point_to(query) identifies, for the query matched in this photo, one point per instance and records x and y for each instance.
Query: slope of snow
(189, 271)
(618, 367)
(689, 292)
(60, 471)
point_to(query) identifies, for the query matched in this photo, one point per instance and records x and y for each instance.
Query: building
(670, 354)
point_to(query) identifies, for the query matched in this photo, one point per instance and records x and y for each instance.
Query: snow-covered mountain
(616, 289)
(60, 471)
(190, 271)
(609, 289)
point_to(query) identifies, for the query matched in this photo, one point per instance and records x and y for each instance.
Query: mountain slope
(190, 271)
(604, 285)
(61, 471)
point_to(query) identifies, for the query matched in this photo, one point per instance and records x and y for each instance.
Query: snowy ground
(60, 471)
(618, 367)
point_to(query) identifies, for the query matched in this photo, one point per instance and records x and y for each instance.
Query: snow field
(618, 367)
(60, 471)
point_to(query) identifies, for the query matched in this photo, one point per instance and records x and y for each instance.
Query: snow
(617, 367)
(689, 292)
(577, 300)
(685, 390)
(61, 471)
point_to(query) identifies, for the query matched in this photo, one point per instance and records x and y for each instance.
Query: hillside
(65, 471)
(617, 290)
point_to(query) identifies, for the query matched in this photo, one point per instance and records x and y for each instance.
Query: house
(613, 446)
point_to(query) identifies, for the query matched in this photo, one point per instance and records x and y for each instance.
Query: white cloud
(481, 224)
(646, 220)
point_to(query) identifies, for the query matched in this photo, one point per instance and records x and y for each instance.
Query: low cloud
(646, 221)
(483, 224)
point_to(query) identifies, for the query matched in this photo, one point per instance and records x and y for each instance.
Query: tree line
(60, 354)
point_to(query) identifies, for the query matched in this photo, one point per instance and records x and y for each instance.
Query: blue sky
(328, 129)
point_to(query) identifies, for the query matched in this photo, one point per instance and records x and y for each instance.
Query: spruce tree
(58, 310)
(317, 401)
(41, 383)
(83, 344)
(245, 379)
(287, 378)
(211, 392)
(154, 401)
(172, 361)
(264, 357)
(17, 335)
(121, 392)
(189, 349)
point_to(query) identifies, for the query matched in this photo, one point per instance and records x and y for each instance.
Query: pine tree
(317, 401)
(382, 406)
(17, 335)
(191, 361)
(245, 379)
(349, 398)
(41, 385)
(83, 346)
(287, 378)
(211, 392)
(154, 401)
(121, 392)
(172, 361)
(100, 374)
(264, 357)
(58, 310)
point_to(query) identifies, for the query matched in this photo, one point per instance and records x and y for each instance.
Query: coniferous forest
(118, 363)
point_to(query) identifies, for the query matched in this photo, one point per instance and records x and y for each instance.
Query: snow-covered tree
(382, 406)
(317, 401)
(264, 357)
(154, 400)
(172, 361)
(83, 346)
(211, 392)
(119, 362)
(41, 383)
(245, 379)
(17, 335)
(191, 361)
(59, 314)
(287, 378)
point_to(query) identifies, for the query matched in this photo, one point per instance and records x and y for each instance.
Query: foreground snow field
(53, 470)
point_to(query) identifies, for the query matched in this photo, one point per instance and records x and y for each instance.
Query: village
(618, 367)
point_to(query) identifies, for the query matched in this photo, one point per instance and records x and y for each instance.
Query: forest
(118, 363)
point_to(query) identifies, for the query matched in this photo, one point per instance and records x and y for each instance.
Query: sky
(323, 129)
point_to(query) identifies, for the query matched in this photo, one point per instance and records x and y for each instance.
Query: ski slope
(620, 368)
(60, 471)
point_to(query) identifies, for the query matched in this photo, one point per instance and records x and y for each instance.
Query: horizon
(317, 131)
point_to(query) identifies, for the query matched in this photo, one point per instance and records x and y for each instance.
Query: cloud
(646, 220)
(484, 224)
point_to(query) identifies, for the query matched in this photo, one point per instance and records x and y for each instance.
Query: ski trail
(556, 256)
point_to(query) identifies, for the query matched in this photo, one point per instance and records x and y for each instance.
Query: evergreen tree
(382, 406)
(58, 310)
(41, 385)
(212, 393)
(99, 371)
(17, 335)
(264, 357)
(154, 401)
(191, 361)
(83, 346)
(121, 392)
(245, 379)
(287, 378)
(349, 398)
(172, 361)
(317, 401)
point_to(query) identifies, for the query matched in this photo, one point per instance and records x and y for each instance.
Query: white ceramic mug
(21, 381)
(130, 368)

****************************************

Reproduce the full listing above, keeping every line intact.

THE ANSWER:
point_to(query) identifies, for the query matched in this photo, one point per instance and records x and y for each instance.
Query: slope of snow
(189, 271)
(618, 367)
(689, 292)
(60, 471)
point_to(query) identifies, for the query matched in this photo, one point per instance and records x and y for each instance.
Query: building
(670, 354)
point_to(query) identifies, for the query matched in this photo, one point per instance and records x and y for each instance.
Query: snow-covered mountain
(616, 289)
(60, 471)
(190, 271)
(609, 289)
point_to(query) identifies, for the query matched in this photo, one point per instance and records x and y for each instance.
Query: mountain slope
(190, 271)
(604, 285)
(61, 471)
point_to(query) identifies, for the query matched in this photo, one point per instance and records x and y for each instance.
Query: snowy ground
(60, 471)
(618, 367)
point_to(query) identifies, for the query matched in this photo, one point per instance and records x and y for each instance.
Query: snow field
(618, 367)
(60, 471)
point_to(query) identifies, for the query matched in this photo, one point per instance and records x and y for each instance.
Query: snow
(617, 367)
(689, 292)
(577, 300)
(685, 390)
(61, 471)
point_to(query) identifies, for the query matched in this photo, one point per instance and records x and y for each instance.
Query: hillside
(65, 471)
(617, 290)
point_to(query) identifies, for the query matched in this photo, one point per instance and records x and y for each instance.
Query: house
(613, 446)
point_to(query) identifies, for the query matched in this photo, one point per instance and records x and y for each instance.
Query: white cloud
(481, 224)
(646, 220)
point_to(query) identifies, for the query matched in this photo, one point per instance and records x and y for each instance.
Query: low cloud
(646, 221)
(483, 224)
point_to(query) identifies, for the query matched in this photo, one point per instance and records x and y for each instance.
Query: tree line
(60, 354)
point_to(query) identifies, for the query matched in this photo, one point per instance and records x and y for each instance.
Query: blue sky
(328, 129)
point_to(query) identifies, for the query matched in this photo, one point per instance and records x and y for each instance.
Query: spruce tree
(58, 310)
(317, 401)
(41, 383)
(83, 344)
(245, 379)
(287, 378)
(211, 392)
(154, 401)
(172, 361)
(264, 357)
(17, 335)
(121, 392)
(189, 349)
point_to(query) identifies, for the query matched in this photo, one point per instance and records x and y for each instance.
Query: pine tree
(317, 401)
(382, 406)
(17, 335)
(191, 361)
(245, 379)
(349, 398)
(41, 385)
(83, 346)
(287, 378)
(211, 392)
(154, 401)
(121, 392)
(172, 361)
(100, 374)
(264, 357)
(58, 310)
point_to(query) identifies, for the query matched in this photo, one point per instance and records x and y for each instance.
Query: coniferous forest
(118, 363)
point_to(query) identifies, for the query matched in this photo, one point per instance and records x and y for each instance.
Query: snow-covered tree
(382, 406)
(317, 401)
(264, 357)
(154, 400)
(172, 361)
(83, 346)
(211, 392)
(119, 362)
(41, 383)
(245, 379)
(17, 335)
(191, 361)
(59, 314)
(287, 378)
point_to(query) identifies, for the query matched in this photo, one point per instance and records x and y for each instance.
Query: foreground snow field
(53, 470)
point_to(query) identifies, for the query matched in this photo, one point per instance and records x and y for each instance.
Query: village
(618, 367)
point_to(query) identifies, for the query matched in this photo, one point per instance and records x and y for each instance.
Query: forest
(118, 363)
point_to(query) identifies, for the query matched in this photo, one point per instance and records x and y for each instance.
Query: sky
(323, 129)
point_to(query) identifies, for the query matched in this photo, one point per instance and records x and y for each instance.
Query: ski slope
(620, 368)
(60, 471)
point_to(query) identifies, for the query matched in this photo, one point per instance and records x and y for each instance.
Query: horizon
(317, 131)
point_to(query) identifies, for the query matched in this photo, one point per instance and records x and y for each instance.
Query: cloud
(646, 220)
(484, 224)
point_to(query) identifies, for the query matched in this photo, one point per instance and records x and y for each instance.
Query: ski trail
(556, 256)
point_to(query) identifies, for the query matched in this photo, one point per instance and records x and y for each instance.
Query: evergreen tree
(382, 406)
(58, 310)
(41, 385)
(212, 393)
(99, 371)
(17, 335)
(264, 357)
(154, 401)
(191, 361)
(83, 346)
(121, 392)
(245, 379)
(287, 378)
(349, 398)
(172, 361)
(317, 401)
point_to(query) identifies, for the query matched in this photo, one point per instance and records x and y for each instance.
Query: white ceramic mug
(21, 381)
(130, 368)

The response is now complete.